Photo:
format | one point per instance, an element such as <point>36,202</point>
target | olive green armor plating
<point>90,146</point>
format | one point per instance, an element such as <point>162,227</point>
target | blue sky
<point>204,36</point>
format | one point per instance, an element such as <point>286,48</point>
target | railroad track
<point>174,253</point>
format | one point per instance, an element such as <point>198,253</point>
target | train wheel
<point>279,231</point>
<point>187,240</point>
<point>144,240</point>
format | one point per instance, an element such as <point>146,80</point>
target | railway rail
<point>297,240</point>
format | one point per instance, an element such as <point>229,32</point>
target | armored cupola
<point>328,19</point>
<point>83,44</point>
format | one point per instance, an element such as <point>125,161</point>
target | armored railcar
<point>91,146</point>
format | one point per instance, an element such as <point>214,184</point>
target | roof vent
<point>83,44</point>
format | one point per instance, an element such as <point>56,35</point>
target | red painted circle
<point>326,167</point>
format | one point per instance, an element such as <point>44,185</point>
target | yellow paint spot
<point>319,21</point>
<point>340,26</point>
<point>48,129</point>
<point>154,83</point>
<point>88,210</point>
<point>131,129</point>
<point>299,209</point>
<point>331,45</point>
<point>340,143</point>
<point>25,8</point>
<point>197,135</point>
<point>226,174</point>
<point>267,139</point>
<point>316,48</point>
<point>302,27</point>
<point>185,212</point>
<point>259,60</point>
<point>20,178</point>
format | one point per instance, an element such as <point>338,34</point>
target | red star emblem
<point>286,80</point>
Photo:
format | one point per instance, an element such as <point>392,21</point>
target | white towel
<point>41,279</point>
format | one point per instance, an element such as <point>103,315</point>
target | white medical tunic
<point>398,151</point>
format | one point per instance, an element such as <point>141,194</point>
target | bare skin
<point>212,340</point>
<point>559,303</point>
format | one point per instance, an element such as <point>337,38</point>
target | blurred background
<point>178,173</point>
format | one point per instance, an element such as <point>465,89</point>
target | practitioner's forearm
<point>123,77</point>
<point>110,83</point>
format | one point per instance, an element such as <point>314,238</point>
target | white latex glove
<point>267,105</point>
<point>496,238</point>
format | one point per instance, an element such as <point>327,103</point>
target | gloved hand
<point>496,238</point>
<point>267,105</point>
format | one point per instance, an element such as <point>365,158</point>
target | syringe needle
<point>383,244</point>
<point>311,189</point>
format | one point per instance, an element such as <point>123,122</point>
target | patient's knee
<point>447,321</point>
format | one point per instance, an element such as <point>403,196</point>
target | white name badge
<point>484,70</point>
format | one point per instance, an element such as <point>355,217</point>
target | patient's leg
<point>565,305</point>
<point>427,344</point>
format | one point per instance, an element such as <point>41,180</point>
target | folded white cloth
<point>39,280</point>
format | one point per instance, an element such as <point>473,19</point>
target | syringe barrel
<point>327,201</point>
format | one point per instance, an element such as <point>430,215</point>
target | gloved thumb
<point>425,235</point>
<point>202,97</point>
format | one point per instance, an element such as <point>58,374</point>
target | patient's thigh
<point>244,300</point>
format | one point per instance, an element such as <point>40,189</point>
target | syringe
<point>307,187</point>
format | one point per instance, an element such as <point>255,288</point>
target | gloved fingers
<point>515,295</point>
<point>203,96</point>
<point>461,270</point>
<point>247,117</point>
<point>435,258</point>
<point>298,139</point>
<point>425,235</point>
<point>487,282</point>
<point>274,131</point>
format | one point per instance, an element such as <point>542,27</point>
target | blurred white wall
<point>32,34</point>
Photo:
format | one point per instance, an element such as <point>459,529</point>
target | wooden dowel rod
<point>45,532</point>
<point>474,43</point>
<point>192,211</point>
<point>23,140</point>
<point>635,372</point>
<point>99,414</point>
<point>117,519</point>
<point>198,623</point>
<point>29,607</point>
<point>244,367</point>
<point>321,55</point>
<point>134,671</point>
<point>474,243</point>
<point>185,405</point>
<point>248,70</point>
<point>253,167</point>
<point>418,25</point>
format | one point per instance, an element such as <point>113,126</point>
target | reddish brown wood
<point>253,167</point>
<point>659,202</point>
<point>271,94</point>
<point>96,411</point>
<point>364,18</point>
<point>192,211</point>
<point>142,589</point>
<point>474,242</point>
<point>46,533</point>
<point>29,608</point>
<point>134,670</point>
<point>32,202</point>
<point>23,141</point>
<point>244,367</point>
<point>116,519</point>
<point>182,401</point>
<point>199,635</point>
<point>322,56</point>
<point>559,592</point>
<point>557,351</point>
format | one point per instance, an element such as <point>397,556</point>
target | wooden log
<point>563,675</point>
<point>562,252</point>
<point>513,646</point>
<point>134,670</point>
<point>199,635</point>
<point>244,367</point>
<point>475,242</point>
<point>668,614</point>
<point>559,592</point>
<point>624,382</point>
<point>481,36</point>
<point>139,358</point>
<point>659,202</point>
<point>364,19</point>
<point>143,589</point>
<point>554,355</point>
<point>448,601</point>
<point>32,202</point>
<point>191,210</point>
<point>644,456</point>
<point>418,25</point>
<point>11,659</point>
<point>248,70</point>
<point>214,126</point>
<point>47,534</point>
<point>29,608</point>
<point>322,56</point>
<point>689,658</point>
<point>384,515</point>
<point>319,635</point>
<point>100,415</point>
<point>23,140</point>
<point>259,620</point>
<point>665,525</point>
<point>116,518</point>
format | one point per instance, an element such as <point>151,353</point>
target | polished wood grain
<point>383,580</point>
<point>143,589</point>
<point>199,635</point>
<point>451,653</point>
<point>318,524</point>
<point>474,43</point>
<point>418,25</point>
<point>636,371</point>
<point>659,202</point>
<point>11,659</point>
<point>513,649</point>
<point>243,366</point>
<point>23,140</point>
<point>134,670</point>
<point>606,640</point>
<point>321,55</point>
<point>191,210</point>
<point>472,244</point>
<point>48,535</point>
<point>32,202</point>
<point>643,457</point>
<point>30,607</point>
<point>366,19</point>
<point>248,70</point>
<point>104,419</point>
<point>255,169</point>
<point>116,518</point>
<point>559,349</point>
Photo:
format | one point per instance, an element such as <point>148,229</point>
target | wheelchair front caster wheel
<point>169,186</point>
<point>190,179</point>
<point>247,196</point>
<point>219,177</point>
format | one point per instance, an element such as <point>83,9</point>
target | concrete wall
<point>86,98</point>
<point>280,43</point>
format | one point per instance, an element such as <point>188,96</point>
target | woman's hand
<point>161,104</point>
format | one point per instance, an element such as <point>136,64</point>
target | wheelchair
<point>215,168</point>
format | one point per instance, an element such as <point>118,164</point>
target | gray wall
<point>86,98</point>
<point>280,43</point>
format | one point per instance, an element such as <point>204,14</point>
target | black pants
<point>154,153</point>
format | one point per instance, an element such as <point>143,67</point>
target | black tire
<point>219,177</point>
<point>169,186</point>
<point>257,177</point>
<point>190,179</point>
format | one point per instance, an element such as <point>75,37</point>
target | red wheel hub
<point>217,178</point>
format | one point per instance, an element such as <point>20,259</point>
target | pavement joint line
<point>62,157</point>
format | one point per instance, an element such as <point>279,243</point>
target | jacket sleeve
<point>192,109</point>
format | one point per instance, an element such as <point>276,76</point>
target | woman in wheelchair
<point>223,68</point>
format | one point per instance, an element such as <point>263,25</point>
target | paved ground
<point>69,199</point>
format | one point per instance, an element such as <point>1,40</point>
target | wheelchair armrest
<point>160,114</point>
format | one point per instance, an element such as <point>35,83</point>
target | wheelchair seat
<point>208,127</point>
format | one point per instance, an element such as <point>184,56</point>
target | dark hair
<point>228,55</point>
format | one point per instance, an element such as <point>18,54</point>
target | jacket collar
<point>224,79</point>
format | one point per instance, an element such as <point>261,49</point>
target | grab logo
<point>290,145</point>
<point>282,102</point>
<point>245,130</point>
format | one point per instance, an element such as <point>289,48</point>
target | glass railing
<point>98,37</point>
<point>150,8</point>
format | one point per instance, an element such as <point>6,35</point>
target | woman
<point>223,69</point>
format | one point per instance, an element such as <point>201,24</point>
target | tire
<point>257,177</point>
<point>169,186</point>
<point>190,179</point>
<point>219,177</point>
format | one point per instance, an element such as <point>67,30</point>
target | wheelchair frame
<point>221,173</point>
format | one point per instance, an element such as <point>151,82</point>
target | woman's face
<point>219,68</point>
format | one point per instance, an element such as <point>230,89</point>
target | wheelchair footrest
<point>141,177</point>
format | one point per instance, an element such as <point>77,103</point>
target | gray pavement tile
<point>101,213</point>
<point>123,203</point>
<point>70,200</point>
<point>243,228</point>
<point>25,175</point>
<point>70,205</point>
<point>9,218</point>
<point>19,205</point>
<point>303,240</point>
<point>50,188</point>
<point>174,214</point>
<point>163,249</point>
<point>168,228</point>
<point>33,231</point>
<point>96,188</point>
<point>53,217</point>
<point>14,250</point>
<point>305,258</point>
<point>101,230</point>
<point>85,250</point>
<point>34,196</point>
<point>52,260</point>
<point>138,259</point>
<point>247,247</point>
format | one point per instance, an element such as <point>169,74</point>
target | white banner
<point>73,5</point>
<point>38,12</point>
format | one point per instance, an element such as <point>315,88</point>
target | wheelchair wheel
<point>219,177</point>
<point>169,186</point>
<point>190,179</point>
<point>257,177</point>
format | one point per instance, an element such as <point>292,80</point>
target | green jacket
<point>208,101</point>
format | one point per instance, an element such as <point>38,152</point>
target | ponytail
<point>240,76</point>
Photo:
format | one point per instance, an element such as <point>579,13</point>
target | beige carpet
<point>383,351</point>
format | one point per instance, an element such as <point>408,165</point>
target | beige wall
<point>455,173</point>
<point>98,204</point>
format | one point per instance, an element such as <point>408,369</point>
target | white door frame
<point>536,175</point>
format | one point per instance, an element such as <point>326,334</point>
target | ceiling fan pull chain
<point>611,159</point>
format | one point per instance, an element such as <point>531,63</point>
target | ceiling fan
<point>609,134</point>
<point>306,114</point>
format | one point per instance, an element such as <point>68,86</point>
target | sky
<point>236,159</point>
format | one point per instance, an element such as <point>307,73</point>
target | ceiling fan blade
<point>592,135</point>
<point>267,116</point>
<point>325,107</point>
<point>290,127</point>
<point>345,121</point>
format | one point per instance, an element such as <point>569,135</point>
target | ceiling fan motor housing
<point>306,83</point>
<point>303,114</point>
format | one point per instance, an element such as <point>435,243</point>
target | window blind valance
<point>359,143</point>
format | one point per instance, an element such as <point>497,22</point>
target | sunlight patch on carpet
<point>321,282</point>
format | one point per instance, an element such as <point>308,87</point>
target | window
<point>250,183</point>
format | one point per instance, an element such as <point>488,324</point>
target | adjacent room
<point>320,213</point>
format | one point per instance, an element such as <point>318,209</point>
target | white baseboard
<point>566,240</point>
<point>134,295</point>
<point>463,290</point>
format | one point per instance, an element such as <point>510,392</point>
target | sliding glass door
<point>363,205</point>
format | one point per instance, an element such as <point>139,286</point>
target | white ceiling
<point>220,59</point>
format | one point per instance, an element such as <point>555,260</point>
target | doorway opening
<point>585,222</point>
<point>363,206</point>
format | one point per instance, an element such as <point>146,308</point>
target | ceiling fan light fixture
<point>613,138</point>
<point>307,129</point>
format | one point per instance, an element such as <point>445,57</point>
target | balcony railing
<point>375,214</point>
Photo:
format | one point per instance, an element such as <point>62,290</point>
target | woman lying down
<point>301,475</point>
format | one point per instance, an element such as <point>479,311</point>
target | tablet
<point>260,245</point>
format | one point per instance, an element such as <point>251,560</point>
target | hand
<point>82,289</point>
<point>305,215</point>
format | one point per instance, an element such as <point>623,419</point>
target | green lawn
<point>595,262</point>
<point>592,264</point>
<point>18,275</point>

TASK REQUIREMENTS.
Repeat the listing from its start through the line containing "<point>174,253</point>", putting "train track" in place of "railroad track" and leaving everything else unchanged.

SOLUTION FOR THIS PROBLEM.
Photo:
format | one point per instance, an element such as <point>36,202</point>
target | olive green armor plating
<point>90,146</point>
format | one point per instance, an element such as <point>162,227</point>
target | blue sky
<point>204,36</point>
format | one point per instance, an element such as <point>286,48</point>
target | train track
<point>174,253</point>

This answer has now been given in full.